> [CONSIGNES DE TRAVAIL]:
A. Recopiez dans l'extrait fourni le passage qui commence par « PROPOSITION DE LOI » et se poursuit jusqu'à « 31 du Règlement.) ».
B. Relevez tous les nombres écrits en chiffres dans l'extrait fourni.

> [EXTRAIT FOURNI]:
☆ ☆ ☆ ☆
CONSTITUTION DU 4 OCTOBRE 1958

DIX-SEPTIÈME LÉGISLATURE

Enregistré à la Présidence de l’Assemblée nationale le 13 mai 2025.

PROPOSITION DE LOI

 visant à réguler le fractionnement du travail dans le secteur de la propreté,

(Renvoyée à la commission des affaires sociales, à défaut de constitution d’une commission spéciale dans les délais prévus par les articles 30 et 31 du Règlement.)
☆ ☆ ☆ ☆
> [ENTRÉES RÉPERTORIÉES]:
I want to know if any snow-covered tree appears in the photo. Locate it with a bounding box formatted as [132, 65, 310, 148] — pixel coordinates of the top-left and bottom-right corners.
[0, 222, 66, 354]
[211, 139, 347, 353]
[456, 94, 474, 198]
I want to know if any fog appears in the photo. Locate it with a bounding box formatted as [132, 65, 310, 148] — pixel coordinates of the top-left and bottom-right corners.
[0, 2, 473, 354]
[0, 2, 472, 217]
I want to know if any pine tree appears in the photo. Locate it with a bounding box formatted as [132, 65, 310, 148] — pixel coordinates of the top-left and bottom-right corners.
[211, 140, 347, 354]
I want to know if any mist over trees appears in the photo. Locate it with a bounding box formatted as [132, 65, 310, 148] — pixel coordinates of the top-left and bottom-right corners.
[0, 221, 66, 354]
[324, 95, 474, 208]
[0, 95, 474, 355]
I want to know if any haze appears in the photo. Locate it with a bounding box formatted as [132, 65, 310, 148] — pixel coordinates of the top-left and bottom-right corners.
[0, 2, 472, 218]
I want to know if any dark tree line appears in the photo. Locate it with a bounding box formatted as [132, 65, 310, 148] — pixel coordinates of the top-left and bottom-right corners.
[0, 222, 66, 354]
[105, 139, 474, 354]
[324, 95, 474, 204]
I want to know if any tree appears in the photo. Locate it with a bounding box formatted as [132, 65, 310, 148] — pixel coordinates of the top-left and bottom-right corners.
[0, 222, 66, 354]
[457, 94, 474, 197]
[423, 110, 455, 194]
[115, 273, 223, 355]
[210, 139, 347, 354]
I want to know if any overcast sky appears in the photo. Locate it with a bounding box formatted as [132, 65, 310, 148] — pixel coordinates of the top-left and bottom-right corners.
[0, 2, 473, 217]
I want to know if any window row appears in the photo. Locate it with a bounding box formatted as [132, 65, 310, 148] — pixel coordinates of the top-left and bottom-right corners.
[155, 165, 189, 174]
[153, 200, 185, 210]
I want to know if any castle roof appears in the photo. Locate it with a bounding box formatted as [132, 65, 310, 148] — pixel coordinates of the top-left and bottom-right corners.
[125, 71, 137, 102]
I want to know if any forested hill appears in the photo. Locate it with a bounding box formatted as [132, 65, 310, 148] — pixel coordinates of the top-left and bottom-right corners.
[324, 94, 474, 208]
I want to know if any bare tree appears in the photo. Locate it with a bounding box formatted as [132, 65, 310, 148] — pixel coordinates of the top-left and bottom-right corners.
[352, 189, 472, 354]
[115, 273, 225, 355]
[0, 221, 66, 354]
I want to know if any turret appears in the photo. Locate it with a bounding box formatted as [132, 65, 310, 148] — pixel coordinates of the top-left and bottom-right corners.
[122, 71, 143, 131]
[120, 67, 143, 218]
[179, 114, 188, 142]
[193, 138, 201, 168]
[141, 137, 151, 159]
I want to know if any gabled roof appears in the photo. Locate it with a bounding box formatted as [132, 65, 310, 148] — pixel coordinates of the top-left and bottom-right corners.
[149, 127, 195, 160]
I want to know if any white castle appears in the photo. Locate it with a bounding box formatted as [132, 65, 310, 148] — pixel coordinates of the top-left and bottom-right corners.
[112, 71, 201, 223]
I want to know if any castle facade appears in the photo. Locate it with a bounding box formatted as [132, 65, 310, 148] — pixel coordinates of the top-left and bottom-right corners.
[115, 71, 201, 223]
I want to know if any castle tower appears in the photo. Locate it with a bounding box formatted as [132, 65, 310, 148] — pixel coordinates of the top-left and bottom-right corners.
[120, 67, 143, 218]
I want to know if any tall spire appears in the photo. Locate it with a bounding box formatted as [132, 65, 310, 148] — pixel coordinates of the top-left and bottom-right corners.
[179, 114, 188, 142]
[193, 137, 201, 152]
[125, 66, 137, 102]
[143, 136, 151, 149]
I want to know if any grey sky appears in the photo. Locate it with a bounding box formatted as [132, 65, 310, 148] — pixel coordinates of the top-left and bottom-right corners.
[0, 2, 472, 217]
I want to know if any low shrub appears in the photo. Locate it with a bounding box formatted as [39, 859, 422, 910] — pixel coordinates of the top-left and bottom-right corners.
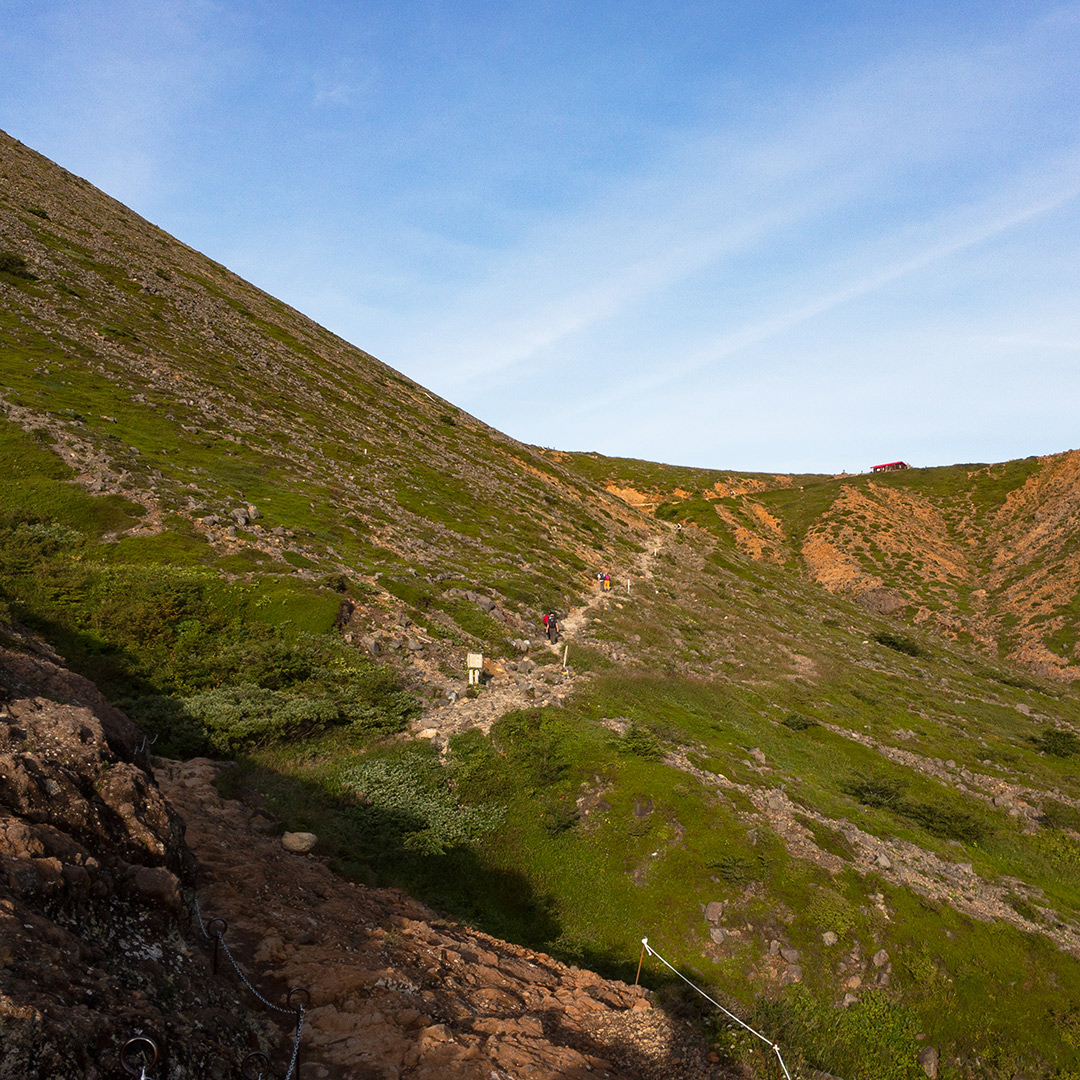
☆ ☆ ☆ ☆
> [RÉSULTATS ATTENDUS]:
A.
PROPOSITION DE LOI

 visant à réguler le fractionnement du travail dans le secteur de la propreté,

(Renvoyée à la commission des affaires sociales, à défaut de constitution d’une commission spéciale dans les délais prévus par les articles 30 et 31 du Règlement.)

B. 4, 1958, 13, 2025, 30, 31